▸ **Records provided**:
□ □ □ □ □

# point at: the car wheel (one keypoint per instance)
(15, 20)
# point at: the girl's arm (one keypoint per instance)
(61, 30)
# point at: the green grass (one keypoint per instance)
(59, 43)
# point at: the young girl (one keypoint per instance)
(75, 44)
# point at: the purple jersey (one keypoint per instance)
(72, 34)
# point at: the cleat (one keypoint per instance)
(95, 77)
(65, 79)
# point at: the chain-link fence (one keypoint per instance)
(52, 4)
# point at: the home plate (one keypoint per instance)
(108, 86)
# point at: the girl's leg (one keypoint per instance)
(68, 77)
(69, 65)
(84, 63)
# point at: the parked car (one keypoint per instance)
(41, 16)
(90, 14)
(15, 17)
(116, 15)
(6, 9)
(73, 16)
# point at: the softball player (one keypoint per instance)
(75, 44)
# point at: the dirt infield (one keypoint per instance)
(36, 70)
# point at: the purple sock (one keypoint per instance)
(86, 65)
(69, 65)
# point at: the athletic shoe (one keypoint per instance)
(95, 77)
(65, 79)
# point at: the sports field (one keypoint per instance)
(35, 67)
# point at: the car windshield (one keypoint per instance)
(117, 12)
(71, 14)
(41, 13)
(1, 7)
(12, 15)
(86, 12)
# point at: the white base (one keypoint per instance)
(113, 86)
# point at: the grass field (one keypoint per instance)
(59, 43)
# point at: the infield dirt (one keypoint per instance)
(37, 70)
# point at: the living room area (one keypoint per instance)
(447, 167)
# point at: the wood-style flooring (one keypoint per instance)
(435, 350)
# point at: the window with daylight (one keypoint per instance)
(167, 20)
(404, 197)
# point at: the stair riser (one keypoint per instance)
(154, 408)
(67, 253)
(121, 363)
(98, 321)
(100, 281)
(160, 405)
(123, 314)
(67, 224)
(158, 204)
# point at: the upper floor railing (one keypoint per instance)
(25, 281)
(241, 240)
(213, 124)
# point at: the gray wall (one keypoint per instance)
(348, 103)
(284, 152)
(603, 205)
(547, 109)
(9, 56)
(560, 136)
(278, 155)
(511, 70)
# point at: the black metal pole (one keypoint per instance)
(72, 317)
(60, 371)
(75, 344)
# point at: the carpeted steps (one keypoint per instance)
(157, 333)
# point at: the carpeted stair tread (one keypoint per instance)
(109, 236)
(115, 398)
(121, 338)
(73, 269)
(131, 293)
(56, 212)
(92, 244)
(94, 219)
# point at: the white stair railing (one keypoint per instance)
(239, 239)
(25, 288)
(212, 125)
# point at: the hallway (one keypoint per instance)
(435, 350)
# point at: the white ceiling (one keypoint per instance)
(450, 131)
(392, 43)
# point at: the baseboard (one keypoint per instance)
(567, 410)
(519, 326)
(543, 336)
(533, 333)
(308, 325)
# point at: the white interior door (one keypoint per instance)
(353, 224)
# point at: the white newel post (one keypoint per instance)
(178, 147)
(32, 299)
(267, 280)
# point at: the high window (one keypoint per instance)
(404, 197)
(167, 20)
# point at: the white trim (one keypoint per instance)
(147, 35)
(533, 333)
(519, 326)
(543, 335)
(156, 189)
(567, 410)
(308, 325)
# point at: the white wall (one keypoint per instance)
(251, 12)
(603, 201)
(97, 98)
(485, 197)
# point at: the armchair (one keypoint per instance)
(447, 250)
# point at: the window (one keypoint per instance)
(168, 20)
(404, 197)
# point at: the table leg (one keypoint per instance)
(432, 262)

□ □ □ □ □

▸ **What you should do**: Rewrite all the items above, changing "point at" to "locate" everywhere it appears and keeping everything else the same.

▸ **Written answer**:
# locate: the car wheel (one keypoint per instance)
(15, 20)
# locate: the girl's arm (one keypoint per instance)
(61, 30)
# locate: the green grass (one keypoint per instance)
(59, 43)
# locate: the young girl (one keypoint per instance)
(75, 44)
# locate: the purple jersey (one keypoint per instance)
(72, 34)
# locate: the cleat (one keypoint per instance)
(95, 77)
(65, 79)
# locate: the chain-link fence (one keypoint per instance)
(52, 4)
# locate: the home plate (one keypoint per instance)
(108, 86)
# locate: the girl's leg (one keypoint per instance)
(68, 77)
(69, 65)
(84, 63)
# locate: the parked car (one keypoint per instance)
(41, 16)
(90, 14)
(15, 17)
(116, 15)
(6, 9)
(73, 16)
# locate: the softball player (one keypoint per instance)
(75, 44)
# locate: the dirt infield (one keypoint per instance)
(36, 70)
# locate: the purple sock (one keypoint per instance)
(86, 65)
(69, 65)
# locate: the athletic shoe (one keypoint per instance)
(95, 77)
(65, 79)
# locate: the sports field (one keypoint per instance)
(35, 67)
# locate: the car windshield (one keypoint per instance)
(117, 12)
(71, 14)
(41, 13)
(1, 7)
(12, 15)
(86, 12)
# locate: the white base (one keypoint per instance)
(113, 86)
# locate: the grass field (one keypoint per instance)
(59, 43)
# locate: the infield dirt (one keypoint per instance)
(37, 70)
# locate: the living room area (one keypoint per instance)
(447, 167)
# locate: the wood-style flooring (one keypoint per instance)
(435, 350)
# locate: the window with daylight (one keypoint per instance)
(167, 20)
(404, 197)
# locate: the stair riser (one keypoint per instance)
(154, 408)
(67, 253)
(121, 363)
(98, 321)
(100, 281)
(160, 405)
(123, 314)
(67, 224)
(158, 204)
# locate: the upper floor railing (one keypoint per instance)
(25, 281)
(241, 240)
(213, 124)
# locate: the gray wall (one keypoint per instance)
(348, 103)
(284, 152)
(603, 205)
(547, 109)
(9, 56)
(560, 136)
(278, 155)
(511, 70)
# locate: the black metal pole (one keypoint per instance)
(72, 317)
(60, 371)
(75, 344)
# locate: the carpeted steps (one keypoint per instance)
(157, 333)
# locate: the carpeted stair tread (one keypoint per instance)
(109, 236)
(115, 398)
(121, 338)
(73, 269)
(131, 293)
(56, 212)
(92, 244)
(94, 219)
# locate: the white stair railing (one keypoint per instance)
(239, 239)
(25, 288)
(212, 125)
# locate: the hallway (one keypoint per instance)
(435, 350)
# locate: the white ceiling (one keypoint per instance)
(450, 131)
(392, 43)
# locate: the baseboard (one keypoint per instance)
(567, 410)
(519, 326)
(543, 336)
(533, 333)
(308, 325)
# locate: the white interior door (one keypoint per instance)
(353, 224)
# locate: the white newel post (one keypoint per instance)
(178, 147)
(32, 299)
(267, 280)
# locate: the high window (one keypoint per instance)
(404, 197)
(167, 20)
# locate: the white trim (one keypoint per instance)
(147, 35)
(533, 333)
(519, 326)
(543, 335)
(156, 189)
(567, 410)
(308, 325)
# locate: the white wall (one keypoint per instance)
(251, 12)
(603, 201)
(97, 98)
(485, 197)
# locate: the armchair (one keypoint per instance)
(447, 250)
# locate: the window (one keypoint per instance)
(168, 20)
(404, 197)
# locate: the table leg (one keypoint per instance)
(432, 262)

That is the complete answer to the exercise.